**PROBLEM TO WORK ON**
Type out every line below exactly as it reads.

(Beginning of DATA PROVIDED)

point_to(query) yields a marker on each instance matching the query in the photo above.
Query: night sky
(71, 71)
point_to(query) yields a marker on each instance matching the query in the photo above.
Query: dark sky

(End of DATA PROVIDED)

**RESPONSE**
point_to(query) yields a marker on each instance matching the query in the photo above.
Query: night sky
(71, 71)
point_to(query) yields a marker on each instance matching the query in the photo above.
Query: dark sky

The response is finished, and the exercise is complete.